Excerpt

A sales manager at Takeda Pharmaceuticals brought a qui tam action against his employer under the False Claims Act. (United States ex rel. Nathan v. Takeda Pharmaceuticals America Inc., No. 11-2077 (4th Cir. 2013)).
The whistleblower claimed that his employer violated § 3729(a)(1)(A) of the Act by causing false claims to be presented to the government for payment.
However, to trigger liability under the Act, a claim for payment must have actually been submitted to the federal government. In dismissing the whistleblower’s suit, the Fourth Circuit determined that the whistleblower failed to point to any specific reimbursement claims submitted to the Government that related to the company’s alleged off-label marketing of its drugs.
The whistleblower said that Takeda was seeking reimbursement for the costs of prescriptions targeted at off-label use, which are typically not subject to government reimbursement. To prove his claim, the whistleblower utilized statistical evidence and made general allegations that Takeda engaged in a “scheme” to defraud the government. However, the whistleblower failed to point to even one specific reimbursement claim by Takeda.
The court stressed that while the whistleblower’s claim show that a false claim could have been filed, liability under the False Claims Act attaches only to false claims that were actually submitted to the government for reimbursement.
In ruling for Takeda, the court added that general allegations do not identify with particularity any claims that would trigger liability under the Act.

Your goal
In the case summary, reproduce everything from "The whistleblower claimed" down to "of its drugs.", replacing "whistleblower" with "relator" wherever it appears.

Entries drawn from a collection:
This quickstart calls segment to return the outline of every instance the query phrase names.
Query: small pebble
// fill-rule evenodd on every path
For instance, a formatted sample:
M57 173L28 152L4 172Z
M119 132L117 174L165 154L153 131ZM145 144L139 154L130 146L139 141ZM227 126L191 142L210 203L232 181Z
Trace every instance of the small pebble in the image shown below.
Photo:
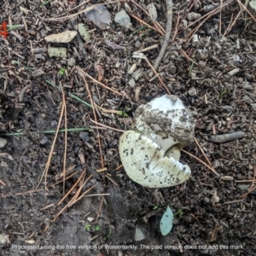
M3 148L7 143L7 140L3 137L0 137L0 148Z
M133 88L136 85L135 80L133 79L131 79L128 84L131 88Z
M142 43L140 41L136 41L135 47L136 48L140 48L141 46L142 46Z
M67 60L67 65L70 67L73 67L76 64L76 60L74 58L69 58Z
M41 145L45 145L48 142L48 137L46 136L44 136L43 139L40 141Z
M82 138L83 140L86 141L86 142L90 142L90 136L89 136L89 132L87 131L82 131L79 133L79 137L80 138Z

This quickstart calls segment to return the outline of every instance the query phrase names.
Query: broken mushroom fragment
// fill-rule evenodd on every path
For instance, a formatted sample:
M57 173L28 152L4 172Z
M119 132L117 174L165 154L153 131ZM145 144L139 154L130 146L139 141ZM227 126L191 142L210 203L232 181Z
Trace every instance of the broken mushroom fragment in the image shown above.
M176 186L191 175L179 162L181 149L193 141L195 120L182 101L162 96L135 112L138 131L120 137L119 154L127 175L148 188Z
M135 120L137 129L165 151L174 144L181 149L193 141L195 120L176 96L164 95L139 106Z
M135 131L126 131L120 138L119 154L127 175L148 188L165 188L184 183L191 174L183 165L150 138Z

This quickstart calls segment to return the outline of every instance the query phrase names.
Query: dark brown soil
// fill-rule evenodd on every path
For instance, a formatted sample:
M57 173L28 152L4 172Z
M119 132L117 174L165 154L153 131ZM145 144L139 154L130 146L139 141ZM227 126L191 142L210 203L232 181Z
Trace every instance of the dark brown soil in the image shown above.
M9 26L20 25L12 27L6 39L0 36L0 131L8 140L0 149L0 254L255 255L256 190L246 195L256 185L255 10L247 6L252 17L243 9L241 11L238 1L224 0L221 3L226 5L221 12L210 16L203 9L215 4L213 9L218 9L218 1L173 3L170 46L157 71L172 94L192 111L195 138L219 177L183 152L182 160L191 167L192 177L177 187L150 189L132 182L119 168L121 131L117 131L133 129L137 108L167 93L157 78L151 79L153 72L147 61L132 58L134 51L158 44L144 52L154 63L160 52L164 37L147 27L136 32L143 24L131 17L154 26L139 8L146 8L150 1L137 2L137 5L125 3L131 9L127 12L133 30L113 20L115 14L125 8L125 1L106 5L112 23L105 30L83 13L65 20L49 20L71 10L79 1L52 0L41 6L44 3L3 0L0 7L1 24L5 20ZM157 21L166 28L166 2L154 3ZM83 4L61 16L85 7ZM209 19L190 26L188 14L192 12L206 17L208 14ZM90 41L84 43L79 36L65 44L45 41L45 36L75 30L79 22L95 29ZM194 29L198 42L189 34ZM125 49L113 49L105 40ZM49 46L66 48L67 56L49 57ZM70 58L75 60L75 67L67 65ZM132 87L128 71L135 63L140 76ZM63 67L66 71L61 73ZM95 79L103 74L102 83L113 90L84 76L86 90L79 70ZM67 133L66 166L71 173L77 172L66 181L64 192L62 182L55 183L63 169L64 132L58 134L47 183L44 177L37 188L55 137L44 131L55 130L59 121L60 85L65 93L67 128L89 129ZM96 104L97 122L117 130L97 129L91 121L95 120L92 108L73 97L90 104L88 91ZM65 128L64 118L61 128ZM231 131L243 131L246 136L223 143L209 141L214 133ZM207 164L195 143L184 149ZM81 194L93 187L87 193L90 196L56 217L78 187L61 204L58 202L84 170L84 180L91 177ZM160 221L167 206L176 215L172 231L163 236ZM135 241L136 229L143 233L143 240Z

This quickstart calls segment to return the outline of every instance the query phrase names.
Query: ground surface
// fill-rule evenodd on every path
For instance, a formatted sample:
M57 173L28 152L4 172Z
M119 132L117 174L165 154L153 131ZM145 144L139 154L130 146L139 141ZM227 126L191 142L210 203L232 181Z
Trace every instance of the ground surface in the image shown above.
M1 131L23 135L5 136L8 143L1 148L0 254L255 255L255 190L241 197L250 189L256 166L255 20L236 1L222 1L226 5L212 17L204 8L215 4L213 2L174 2L171 42L158 73L172 94L178 96L192 111L196 119L195 137L220 177L183 153L182 160L190 166L192 177L177 187L149 189L133 183L123 168L118 168L121 165L118 141L122 132L104 127L97 130L91 121L95 119L92 108L69 93L90 103L90 91L99 123L123 131L132 129L137 108L167 93L157 78L151 79L153 72L148 64L132 58L132 54L157 44L157 49L144 53L154 64L164 33L147 26L137 32L143 24L131 15L154 26L141 9L149 3L147 0L137 2L137 5L125 3L126 9L129 5L131 9L132 30L113 20L115 14L125 9L123 2L106 5L112 22L105 30L84 14L74 15L73 20L47 20L71 10L78 2L50 1L43 6L41 1L1 3L1 22L20 25L13 27L6 39L0 38ZM213 9L218 9L218 3ZM157 21L166 28L166 2L157 1L155 5ZM83 4L61 16L76 14L84 7ZM248 10L255 14L250 7ZM191 12L206 15L208 19L191 24L188 20ZM73 26L79 22L87 24L89 30L95 29L89 42L77 37L65 44L44 40L45 36L75 29ZM191 39L194 32L198 42ZM106 40L125 49L113 49ZM49 57L49 46L66 48L67 57ZM70 58L75 60L75 67L67 65ZM129 84L132 73L128 71L135 63L138 76ZM113 91L89 77L86 90L79 67ZM61 72L61 68L66 70ZM84 170L84 180L90 179L81 193L93 187L87 195L108 194L84 197L55 218L78 187L57 206L63 197L62 182L55 184L63 168L62 132L50 159L48 190L44 178L34 191L54 141L54 134L43 132L56 128L61 109L61 90L49 84L62 85L67 127L90 128L83 131L88 133L67 134L66 166L71 173L77 172L66 181L65 194ZM65 127L63 120L61 128ZM243 131L246 137L224 143L208 141L213 133L231 131ZM207 163L195 143L185 150ZM103 167L105 171L96 172ZM163 236L159 224L167 206L177 214L172 232ZM88 218L94 220L90 222ZM97 227L100 230L96 230ZM136 229L143 233L143 240L135 241ZM101 248L102 245L137 249ZM165 246L176 247L168 250Z

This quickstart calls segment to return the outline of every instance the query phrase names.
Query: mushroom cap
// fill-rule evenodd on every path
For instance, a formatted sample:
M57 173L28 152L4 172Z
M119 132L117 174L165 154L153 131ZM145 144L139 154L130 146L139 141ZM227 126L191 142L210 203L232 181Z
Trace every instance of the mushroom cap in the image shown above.
M127 175L143 186L176 186L184 183L191 175L188 165L183 165L172 156L172 154L177 155L177 148L168 150L170 154L166 155L156 143L141 132L124 132L120 137L119 149Z
M175 144L181 149L193 141L195 119L176 96L164 95L139 106L135 120L137 129L164 151Z

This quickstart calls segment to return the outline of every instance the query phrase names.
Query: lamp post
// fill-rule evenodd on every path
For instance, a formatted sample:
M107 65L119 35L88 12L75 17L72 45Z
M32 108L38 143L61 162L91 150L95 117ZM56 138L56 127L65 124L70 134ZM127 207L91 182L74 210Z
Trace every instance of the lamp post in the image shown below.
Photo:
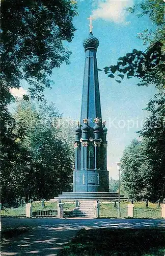
M117 169L119 170L119 208L118 208L118 217L121 217L121 211L120 211L120 167L121 163L120 162L116 163L117 165Z

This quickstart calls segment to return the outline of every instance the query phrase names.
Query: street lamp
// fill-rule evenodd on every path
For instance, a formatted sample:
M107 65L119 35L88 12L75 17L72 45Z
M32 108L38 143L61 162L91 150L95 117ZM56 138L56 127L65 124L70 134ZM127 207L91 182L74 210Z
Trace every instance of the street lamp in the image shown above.
M121 168L121 163L120 162L116 163L117 165L117 170L119 170L119 208L118 208L118 216L119 218L121 217L121 212L120 212L120 168Z

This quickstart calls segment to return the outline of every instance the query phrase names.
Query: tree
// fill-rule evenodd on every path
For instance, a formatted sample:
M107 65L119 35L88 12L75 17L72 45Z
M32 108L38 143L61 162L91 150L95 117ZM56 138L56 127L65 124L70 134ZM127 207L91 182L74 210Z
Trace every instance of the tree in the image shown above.
M134 139L124 151L121 170L124 187L130 198L137 200L145 196L143 195L144 179L141 171L143 160L141 143Z
M151 100L151 113L139 133L141 141L133 140L122 158L124 186L131 197L156 201L165 197L165 99Z
M50 87L49 76L71 52L64 46L75 30L72 21L76 5L69 0L3 1L1 6L1 100L10 100L10 89L21 80L30 86L33 97L43 98Z
M6 162L4 168L2 162L4 202L21 197L26 201L48 199L71 189L72 152L57 125L61 115L46 102L37 109L34 103L23 101L14 114L16 122L13 132L20 150L17 161L7 158L11 168L6 168Z
M156 25L155 31L147 29L139 34L139 37L143 40L145 45L148 43L149 47L144 52L133 49L132 52L120 57L116 65L105 67L104 71L109 77L115 77L119 83L126 75L127 78L139 78L139 86L154 83L157 88L164 89L164 2L162 0L145 0L128 8L131 13L135 13L137 10L139 16L149 15Z
M19 88L22 81L25 81L30 96L43 100L44 89L52 83L50 79L52 69L63 62L69 63L71 52L64 41L69 42L73 37L75 29L72 21L77 13L75 2L70 0L5 0L1 4L0 146L1 169L5 175L2 185L9 188L7 197L12 200L18 194L16 188L20 191L20 179L14 185L14 190L10 187L10 181L7 185L5 175L9 172L13 176L12 172L16 173L15 166L19 165L20 173L18 167L17 175L20 175L21 163L26 161L29 154L17 143L25 132L24 127L16 128L15 120L8 110L9 104L14 100L11 89ZM24 95L24 98L29 99L29 96ZM15 134L13 131L17 129ZM5 196L7 190L3 191Z

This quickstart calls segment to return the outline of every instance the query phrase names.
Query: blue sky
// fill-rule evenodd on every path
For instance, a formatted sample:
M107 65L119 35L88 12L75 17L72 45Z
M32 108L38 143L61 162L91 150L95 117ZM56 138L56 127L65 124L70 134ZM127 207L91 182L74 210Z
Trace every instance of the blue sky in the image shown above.
M137 38L138 33L152 29L153 25L147 17L138 18L124 9L133 1L78 0L78 16L74 19L76 28L71 43L66 44L72 52L70 64L54 69L51 78L54 85L46 90L45 98L55 103L65 117L78 120L85 63L82 42L89 33L87 18L93 15L93 35L99 40L97 51L98 68L116 64L118 58L133 49L145 50L146 46ZM124 79L118 84L99 72L102 119L107 121L107 165L109 176L118 178L115 163L123 150L141 129L140 122L147 113L142 110L155 93L153 86L138 87L136 79ZM114 121L113 121L114 120ZM130 126L132 126L130 127Z

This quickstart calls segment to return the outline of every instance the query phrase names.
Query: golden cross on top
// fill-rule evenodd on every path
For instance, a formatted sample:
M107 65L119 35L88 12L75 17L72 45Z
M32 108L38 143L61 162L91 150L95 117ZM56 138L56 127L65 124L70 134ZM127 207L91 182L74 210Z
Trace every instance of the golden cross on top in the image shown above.
M92 33L92 28L93 28L93 27L92 26L92 20L95 19L94 18L92 18L92 16L90 15L90 17L88 18L87 19L89 19L90 21L89 26L90 27L90 33Z

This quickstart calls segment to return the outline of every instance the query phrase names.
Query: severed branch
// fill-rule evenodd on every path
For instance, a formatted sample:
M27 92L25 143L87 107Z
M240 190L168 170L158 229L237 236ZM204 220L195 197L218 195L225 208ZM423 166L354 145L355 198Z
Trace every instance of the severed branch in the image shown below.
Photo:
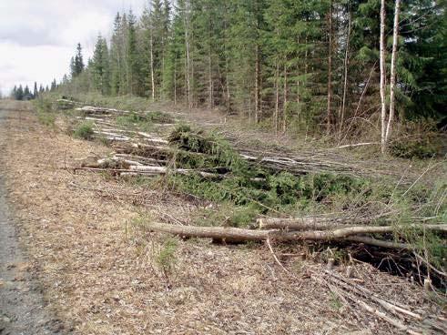
M447 225L409 225L413 228L425 228L432 230L447 231ZM351 227L331 230L312 231L284 231L284 230L252 230L238 228L225 227L196 227L196 226L176 226L162 223L148 223L147 228L151 231L166 232L181 237L190 238L210 238L229 241L262 241L268 239L279 241L313 240L313 241L337 241L347 240L361 243L375 243L379 241L371 238L362 238L356 235L387 233L396 229L396 227ZM381 243L383 248L410 249L406 244L393 242Z

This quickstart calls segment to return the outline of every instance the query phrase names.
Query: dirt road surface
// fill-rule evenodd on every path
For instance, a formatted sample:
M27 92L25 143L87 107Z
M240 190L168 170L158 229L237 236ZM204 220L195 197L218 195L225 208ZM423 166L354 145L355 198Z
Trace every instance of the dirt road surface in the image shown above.
M8 109L0 105L0 131L5 131L7 117L20 113ZM0 148L3 146L0 143ZM0 168L0 334L61 334L58 321L46 310L39 284L33 279L6 191Z

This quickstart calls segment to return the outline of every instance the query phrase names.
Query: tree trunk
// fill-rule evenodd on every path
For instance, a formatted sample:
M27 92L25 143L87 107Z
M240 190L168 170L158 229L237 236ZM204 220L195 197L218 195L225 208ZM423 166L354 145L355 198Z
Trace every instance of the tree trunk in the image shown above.
M279 118L279 60L276 57L276 71L275 71L275 134L278 135Z
M386 101L385 101L385 77L386 77L386 67L385 67L385 0L381 2L381 153L385 153L385 122L386 122Z
M284 63L284 101L282 106L282 132L285 133L287 130L287 59Z
M348 32L346 33L346 48L344 53L344 82L343 82L343 98L341 101L341 111L340 116L340 138L343 130L344 116L346 110L346 94L348 90L348 65L350 39L350 9L348 7Z
M150 31L150 83L152 88L152 101L155 101L155 77L154 77L154 37Z
M328 124L327 132L330 132L332 112L332 0L330 2L329 8L329 51L328 51Z
M398 35L399 35L399 10L401 1L396 0L396 6L394 9L394 27L392 33L392 55L391 55L391 73L390 78L390 115L388 116L387 131L385 135L385 146L388 143L390 135L391 133L392 120L394 118L394 107L395 107L395 91L396 91L396 61L397 61L397 46L398 46Z
M189 34L188 34L188 18L187 16L188 15L188 2L187 1L186 7L185 7L185 15L184 15L184 25L185 25L185 53L186 53L186 59L185 59L185 78L187 81L187 95L188 95L188 107L189 109L192 108L192 99L191 99L191 78L190 78L190 69L191 69L191 65L190 65L190 58L189 58Z
M256 61L255 61L255 123L259 122L260 117L260 59L259 46L256 45Z
M208 238L216 239L225 239L227 241L261 241L267 240L268 239L279 241L333 241L343 239L350 240L351 237L357 239L356 235L388 233L392 232L396 229L396 227L393 226L383 226L351 227L324 231L281 231L242 229L230 227L177 226L157 222L148 223L145 227L151 231L166 232L186 238ZM447 231L447 224L411 225L410 227L420 229ZM366 240L367 239L365 239L362 242L366 243Z

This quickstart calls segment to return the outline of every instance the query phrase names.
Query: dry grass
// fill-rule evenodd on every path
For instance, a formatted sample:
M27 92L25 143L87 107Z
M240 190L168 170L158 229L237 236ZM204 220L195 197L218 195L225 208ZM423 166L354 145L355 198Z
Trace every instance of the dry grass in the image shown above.
M359 319L339 308L328 287L311 278L323 265L295 258L284 263L286 273L262 245L180 240L168 288L155 261L165 237L145 232L137 218L157 218L157 208L172 217L195 204L113 178L73 175L65 168L109 149L48 130L30 113L14 116L6 127L0 132L2 173L21 218L24 245L49 305L76 333L395 331L371 316ZM419 287L366 264L354 268L358 279L381 296L436 310Z

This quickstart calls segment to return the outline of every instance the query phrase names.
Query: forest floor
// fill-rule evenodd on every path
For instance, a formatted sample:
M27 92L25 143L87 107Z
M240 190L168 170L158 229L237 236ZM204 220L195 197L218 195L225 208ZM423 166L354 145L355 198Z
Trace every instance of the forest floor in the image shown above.
M20 118L18 104L14 109L3 109L0 106L0 128L11 118ZM0 141L0 152L5 147ZM3 161L3 159L2 159ZM18 334L62 334L61 321L45 308L42 288L36 279L36 270L23 250L20 235L11 206L6 199L5 169L0 168L0 333ZM14 207L14 204L13 206Z
M74 174L80 160L110 147L73 138L63 120L48 127L31 111L8 116L0 126L8 201L46 309L66 329L77 334L399 333L381 319L359 317L315 280L326 265L292 258L279 267L262 244L178 240L171 269L163 271L167 238L141 229L141 218L176 219L193 205L137 183ZM290 249L300 254L306 248ZM352 266L356 282L379 296L440 313L420 286L361 261ZM344 273L346 266L336 271Z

Result of this task
The relator claimed that his employer violated § 3729(a)(1)(A) of the Act by causing false claims to be presented to the government for payment.
However, to trigger liability under the Act, a claim for payment must have actually been submitted to the federal government. In dismissing the relator’s suit, the Fourth Circuit determined that the relator failed to point to any specific reimbursement claims submitted to the Government that related to the company’s alleged off-label marketing of its drugs.